Extract:
More than a dozen seafood vendors in Hong Kong are openly selling the dried swim bladders of a critically endangered and protected species of fish, which are being smuggled into the city effortlessly from North America via legal channels, a Greenpeace investigation has found.

While the sale of fish bladder, also known as maw, is commonplace in Hong Kong, those from the totoaba, a marine fish indigenous to the Gulf of California in Mexico, are considered a highly prized delicacy, especially on the mainland, where they can fetch as much as HK$1 million ($128,883 US) per kilogram.

International trade in the totoaba is banned. And conservation group Greenpeace says poaching is also helping drive the extinction of another rare marine mammal, the vaquita, which is indigenous to the same area and has a tendency to get stuck in gillnets used to catch the totoaba.

Dataset content:

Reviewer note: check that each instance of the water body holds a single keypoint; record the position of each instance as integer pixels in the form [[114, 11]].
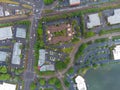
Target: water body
[[104, 78]]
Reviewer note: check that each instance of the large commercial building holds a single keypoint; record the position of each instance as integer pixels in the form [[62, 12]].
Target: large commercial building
[[41, 62], [16, 54], [3, 56], [6, 33], [81, 85], [47, 68], [116, 52], [94, 20], [115, 19], [74, 2], [21, 33], [7, 86]]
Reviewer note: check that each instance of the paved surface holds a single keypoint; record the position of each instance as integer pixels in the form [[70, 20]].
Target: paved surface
[[29, 74]]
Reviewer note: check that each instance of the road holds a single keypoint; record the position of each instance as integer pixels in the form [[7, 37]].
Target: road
[[72, 54], [29, 74]]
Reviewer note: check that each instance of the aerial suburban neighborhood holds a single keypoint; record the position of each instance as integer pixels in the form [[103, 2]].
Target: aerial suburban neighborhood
[[59, 44]]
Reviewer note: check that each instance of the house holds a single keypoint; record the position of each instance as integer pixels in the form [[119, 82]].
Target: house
[[74, 2], [3, 56], [116, 52], [94, 20], [115, 19], [16, 54], [6, 33], [81, 85], [21, 32], [7, 86]]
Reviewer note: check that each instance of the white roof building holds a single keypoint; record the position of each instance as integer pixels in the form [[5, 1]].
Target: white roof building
[[94, 20], [47, 68], [21, 33], [80, 83], [116, 52], [3, 56], [16, 54], [115, 19], [41, 60], [7, 86], [1, 11], [6, 33], [74, 2]]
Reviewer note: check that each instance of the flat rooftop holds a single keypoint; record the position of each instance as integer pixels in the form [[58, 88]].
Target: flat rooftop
[[115, 19], [21, 32], [94, 20], [16, 54], [47, 68], [3, 56], [41, 60], [81, 85], [74, 2], [6, 33], [7, 86], [116, 52]]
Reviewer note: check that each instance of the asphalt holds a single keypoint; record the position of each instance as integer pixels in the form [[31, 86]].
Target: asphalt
[[29, 74]]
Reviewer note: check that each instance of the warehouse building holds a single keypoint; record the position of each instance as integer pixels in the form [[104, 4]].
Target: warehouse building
[[16, 54], [7, 86], [21, 33], [116, 52], [115, 19], [74, 2], [6, 33], [94, 20], [3, 56]]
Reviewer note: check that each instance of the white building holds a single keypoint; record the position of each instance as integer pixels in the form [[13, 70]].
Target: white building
[[115, 19], [41, 60], [1, 11], [74, 2], [7, 86], [16, 54], [3, 56], [6, 33], [21, 32], [94, 20], [80, 83], [47, 68], [116, 52]]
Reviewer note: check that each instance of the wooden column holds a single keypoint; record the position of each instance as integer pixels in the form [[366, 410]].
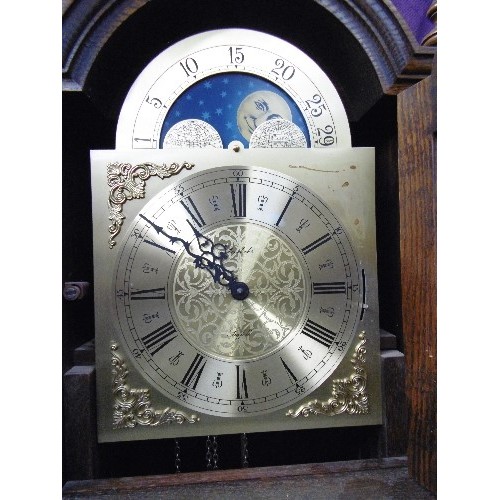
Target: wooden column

The tasks:
**a.** In the text on totoaba smuggling, what tendency of the vaquita puts it at risk?
**b.** Reproduce the totoaba text from "More than a" up to and including "investigation has found.".

Outputs by task:
**a.** It tends to get stuck in gillnets used to catch the totoaba.

**b.**
More than a dozen seafood vendors in Hong Kong are openly selling the dried swim bladders of a critically endangered and protected species of fish, which are being smuggled into the city effortlessly from North America via legal channels, a Greenpeace investigation has found.